[Written task 1] Using the excerpt about Peabody below, decide whether each statement agrees with it, answering yes or no and quoting the words from the excerpt that settle it. (a) Peabody and Macintyre fought wearing gloves. (b) Peabody's weekly services were at first held in the Miners Exchange building. (c) The old church was burned down by the Cowboys gang.
[Written task 2] Count the lines of the records that contain the string "soccer", with case counting, and reply with the number alone.

** begin Excerpt to read **

Peabody quickly realized that in order to build his church he would need to appeal to the men. The woman of the city went to church; the hardscrabble miners, drawn to the area by the lure of a massive silver strike, were more reticent. Toward that goal Peabody challenged the Methodist minister, a man named Joseph “Mac” Macintyre, to a boxing match. The whole town turned out to witness the spectacle of two men of the cloth duking it out bare-knuckled under the blazing Arizona sun for the right to save the souls of the male citizenry of the town nicknamed “Helldorado.” Peabody won. His next match was against the miner’s champion. The burly, weathered, mining champ took a beating. Endicott founded a baseball team as well. The local paper, the “Tombstone Epitaph,” called him a “Daisy” of a ballplayer. 

His friends called him “Cotty” and as his reputation grew, so did his flock. Initially, he held his weekly services in the Miners Exchange building. The old church had been burnt to the ground six months earlier by a rowdy mob of drunks. He also travelled to nearby towns. One day, in nearby Charleston, he delivered a sermon on his own 11th Commandment: “Thou Shall Not Covet Thy Neighbor’s Cattle.” The sermon so enraged a member of the infamous outlaw gang of cattle rustlers known as the Cowboys that he threatened to shoot Peabody if he ever returned. Endicott sent back word that if the man wanted a fight, he could have one, but proposed they meet in the boxing ring, charge admission, and donate the proceeds to the local orphanage. The matter was dropped. No one wanted to go toe to toe with the hard-punching Priest from the East.

** end Excerpt to read **
** begin Exercise material **

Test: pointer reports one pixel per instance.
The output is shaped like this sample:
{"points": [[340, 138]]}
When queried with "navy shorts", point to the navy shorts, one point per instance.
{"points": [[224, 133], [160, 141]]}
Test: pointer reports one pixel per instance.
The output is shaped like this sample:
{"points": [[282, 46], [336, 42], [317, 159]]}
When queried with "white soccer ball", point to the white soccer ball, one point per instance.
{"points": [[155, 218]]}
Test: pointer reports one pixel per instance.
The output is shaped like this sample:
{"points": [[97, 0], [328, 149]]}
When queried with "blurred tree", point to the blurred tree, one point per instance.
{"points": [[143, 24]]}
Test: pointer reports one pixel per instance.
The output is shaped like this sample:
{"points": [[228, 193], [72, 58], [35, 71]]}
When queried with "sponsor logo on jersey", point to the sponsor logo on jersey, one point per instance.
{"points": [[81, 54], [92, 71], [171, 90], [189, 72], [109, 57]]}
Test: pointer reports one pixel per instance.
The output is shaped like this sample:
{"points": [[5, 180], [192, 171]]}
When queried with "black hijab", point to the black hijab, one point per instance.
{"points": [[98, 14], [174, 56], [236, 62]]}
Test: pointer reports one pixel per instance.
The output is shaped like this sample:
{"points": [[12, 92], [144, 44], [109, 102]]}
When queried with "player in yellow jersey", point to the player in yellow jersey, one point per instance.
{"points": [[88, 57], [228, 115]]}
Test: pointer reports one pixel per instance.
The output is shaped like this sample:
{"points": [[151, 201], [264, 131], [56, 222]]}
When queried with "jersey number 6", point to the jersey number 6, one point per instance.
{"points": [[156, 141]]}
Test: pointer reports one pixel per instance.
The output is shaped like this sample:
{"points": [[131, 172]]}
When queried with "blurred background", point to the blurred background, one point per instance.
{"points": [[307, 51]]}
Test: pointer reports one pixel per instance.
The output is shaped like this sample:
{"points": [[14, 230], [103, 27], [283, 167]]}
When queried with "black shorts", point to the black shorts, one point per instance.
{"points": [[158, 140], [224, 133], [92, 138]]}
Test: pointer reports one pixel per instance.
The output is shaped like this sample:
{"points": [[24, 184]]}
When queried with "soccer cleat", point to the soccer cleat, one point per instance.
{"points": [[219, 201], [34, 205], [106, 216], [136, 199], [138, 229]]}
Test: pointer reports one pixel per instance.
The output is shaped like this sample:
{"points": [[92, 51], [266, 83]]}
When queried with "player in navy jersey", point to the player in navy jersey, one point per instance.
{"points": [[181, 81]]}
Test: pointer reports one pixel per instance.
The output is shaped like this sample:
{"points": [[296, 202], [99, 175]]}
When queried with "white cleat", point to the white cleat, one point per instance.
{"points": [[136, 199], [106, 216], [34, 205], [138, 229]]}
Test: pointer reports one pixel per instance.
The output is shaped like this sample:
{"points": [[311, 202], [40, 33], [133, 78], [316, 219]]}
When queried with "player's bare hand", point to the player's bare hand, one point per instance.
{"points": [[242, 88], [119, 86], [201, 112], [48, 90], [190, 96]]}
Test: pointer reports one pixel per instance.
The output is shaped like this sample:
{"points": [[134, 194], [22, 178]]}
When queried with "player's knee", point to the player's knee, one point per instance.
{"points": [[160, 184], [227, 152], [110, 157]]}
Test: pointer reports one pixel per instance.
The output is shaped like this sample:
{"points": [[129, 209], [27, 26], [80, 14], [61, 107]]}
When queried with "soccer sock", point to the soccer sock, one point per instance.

** end Exercise material **

[Response 1]
(a) No: "duking it out bare-knuckled under the blazing Arizona sun"
(b) Yes: "Initially, he held his weekly services in the Miners Exchange building."
(c) No: "The old church had been burnt to the ground six months earlier by a rowdy mob of drunks."

[Response 2] 3